— Begin Supplied entries —

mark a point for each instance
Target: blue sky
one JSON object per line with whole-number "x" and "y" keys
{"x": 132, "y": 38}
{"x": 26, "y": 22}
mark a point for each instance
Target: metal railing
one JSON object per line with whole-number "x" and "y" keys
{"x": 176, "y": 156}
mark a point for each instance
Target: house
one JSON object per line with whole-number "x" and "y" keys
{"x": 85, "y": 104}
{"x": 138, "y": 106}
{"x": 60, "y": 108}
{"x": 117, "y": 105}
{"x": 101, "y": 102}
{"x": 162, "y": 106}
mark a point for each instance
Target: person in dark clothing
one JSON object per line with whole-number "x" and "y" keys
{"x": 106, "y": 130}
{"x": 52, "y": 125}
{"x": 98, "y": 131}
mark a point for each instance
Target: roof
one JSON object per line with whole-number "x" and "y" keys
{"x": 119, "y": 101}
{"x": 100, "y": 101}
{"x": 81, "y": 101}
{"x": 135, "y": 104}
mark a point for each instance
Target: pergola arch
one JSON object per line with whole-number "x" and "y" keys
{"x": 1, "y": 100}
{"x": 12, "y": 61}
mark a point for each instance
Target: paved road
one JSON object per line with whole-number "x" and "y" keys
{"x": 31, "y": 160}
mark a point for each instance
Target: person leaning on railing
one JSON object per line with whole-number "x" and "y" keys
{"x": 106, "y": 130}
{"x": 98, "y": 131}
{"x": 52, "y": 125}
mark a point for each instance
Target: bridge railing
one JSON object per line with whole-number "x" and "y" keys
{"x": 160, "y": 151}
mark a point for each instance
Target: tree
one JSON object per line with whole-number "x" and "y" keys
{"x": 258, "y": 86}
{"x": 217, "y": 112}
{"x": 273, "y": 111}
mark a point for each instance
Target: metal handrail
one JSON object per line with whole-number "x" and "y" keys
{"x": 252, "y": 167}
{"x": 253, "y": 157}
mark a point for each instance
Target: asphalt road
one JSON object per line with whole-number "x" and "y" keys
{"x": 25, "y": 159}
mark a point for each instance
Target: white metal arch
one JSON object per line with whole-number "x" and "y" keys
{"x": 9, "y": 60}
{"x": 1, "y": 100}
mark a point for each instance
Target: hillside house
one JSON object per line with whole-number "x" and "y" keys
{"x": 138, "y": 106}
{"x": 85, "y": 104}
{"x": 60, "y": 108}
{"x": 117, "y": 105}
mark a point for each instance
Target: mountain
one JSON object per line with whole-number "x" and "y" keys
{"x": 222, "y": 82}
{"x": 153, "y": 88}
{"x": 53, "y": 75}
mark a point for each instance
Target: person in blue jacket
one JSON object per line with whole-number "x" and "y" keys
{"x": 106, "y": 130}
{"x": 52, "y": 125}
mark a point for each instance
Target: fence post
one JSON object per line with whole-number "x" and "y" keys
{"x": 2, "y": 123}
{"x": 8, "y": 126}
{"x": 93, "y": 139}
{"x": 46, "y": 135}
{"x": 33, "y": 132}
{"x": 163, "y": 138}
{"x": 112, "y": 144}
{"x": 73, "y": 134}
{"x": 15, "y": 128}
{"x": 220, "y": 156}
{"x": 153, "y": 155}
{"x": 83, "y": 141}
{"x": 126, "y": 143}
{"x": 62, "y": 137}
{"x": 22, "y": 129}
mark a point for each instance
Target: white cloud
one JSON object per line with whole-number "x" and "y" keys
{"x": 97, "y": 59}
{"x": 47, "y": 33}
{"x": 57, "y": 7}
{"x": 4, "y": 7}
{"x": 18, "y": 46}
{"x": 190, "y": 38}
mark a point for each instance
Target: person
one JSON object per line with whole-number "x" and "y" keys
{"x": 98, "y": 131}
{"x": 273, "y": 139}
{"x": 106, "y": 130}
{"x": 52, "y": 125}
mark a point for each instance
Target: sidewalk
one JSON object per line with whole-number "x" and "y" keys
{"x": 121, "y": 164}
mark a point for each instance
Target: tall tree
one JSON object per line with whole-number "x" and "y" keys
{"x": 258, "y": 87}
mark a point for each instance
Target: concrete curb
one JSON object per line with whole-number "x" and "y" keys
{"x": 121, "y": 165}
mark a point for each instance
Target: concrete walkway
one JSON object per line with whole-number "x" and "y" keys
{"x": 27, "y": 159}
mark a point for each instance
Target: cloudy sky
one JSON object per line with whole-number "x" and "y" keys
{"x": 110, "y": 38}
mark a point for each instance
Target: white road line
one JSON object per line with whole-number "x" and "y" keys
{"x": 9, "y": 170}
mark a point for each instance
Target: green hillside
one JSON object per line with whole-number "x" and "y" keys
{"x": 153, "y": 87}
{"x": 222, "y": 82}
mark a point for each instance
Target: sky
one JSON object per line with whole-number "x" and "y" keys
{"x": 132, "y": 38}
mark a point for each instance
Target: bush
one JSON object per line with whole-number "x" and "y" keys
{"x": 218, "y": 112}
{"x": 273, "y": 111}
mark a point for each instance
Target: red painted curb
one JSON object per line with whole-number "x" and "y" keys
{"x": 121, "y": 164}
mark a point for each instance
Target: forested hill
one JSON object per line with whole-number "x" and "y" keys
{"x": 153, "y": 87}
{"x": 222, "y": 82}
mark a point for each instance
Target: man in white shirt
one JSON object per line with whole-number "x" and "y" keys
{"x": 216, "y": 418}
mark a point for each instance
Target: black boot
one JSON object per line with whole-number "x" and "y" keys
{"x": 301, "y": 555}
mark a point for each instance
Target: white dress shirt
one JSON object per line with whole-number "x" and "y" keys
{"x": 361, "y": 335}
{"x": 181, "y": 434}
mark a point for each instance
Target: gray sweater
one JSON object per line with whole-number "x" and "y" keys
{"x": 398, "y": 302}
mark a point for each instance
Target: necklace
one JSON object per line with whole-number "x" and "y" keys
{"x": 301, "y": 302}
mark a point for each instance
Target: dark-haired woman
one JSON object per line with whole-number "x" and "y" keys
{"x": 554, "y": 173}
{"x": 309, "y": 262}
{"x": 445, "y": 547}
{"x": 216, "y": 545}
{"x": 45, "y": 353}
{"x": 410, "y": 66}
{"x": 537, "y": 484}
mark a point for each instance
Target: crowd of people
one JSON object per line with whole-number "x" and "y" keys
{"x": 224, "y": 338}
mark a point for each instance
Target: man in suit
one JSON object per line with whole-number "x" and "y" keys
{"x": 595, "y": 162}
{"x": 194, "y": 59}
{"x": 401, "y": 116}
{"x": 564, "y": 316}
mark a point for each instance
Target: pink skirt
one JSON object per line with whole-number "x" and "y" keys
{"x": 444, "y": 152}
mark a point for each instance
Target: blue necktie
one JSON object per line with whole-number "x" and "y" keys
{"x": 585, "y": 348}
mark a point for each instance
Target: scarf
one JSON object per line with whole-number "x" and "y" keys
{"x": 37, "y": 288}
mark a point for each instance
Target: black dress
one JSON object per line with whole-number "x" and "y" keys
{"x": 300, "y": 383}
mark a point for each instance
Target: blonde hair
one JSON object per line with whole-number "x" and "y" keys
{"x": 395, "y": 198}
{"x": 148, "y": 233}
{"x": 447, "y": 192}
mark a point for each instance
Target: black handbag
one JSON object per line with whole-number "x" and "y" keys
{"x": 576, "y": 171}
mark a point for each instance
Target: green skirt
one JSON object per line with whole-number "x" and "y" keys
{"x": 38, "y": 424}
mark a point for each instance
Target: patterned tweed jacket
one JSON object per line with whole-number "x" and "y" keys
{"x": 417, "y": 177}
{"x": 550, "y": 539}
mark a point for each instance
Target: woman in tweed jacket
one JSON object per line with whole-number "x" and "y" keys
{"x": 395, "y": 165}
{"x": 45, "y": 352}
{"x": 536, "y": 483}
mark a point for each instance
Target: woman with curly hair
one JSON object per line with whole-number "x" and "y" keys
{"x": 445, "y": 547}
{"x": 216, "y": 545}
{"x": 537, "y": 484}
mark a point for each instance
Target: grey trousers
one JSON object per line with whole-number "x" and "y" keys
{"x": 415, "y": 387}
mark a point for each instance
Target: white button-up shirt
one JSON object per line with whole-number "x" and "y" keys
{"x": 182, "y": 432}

— End Supplied entries —

## Exercise objective
Locate each line in the rows above that contains the word "shirt", and copy every such line.

## Answer to the problem
Target: man in white shirt
Target: white dress shirt
Target: white button-up shirt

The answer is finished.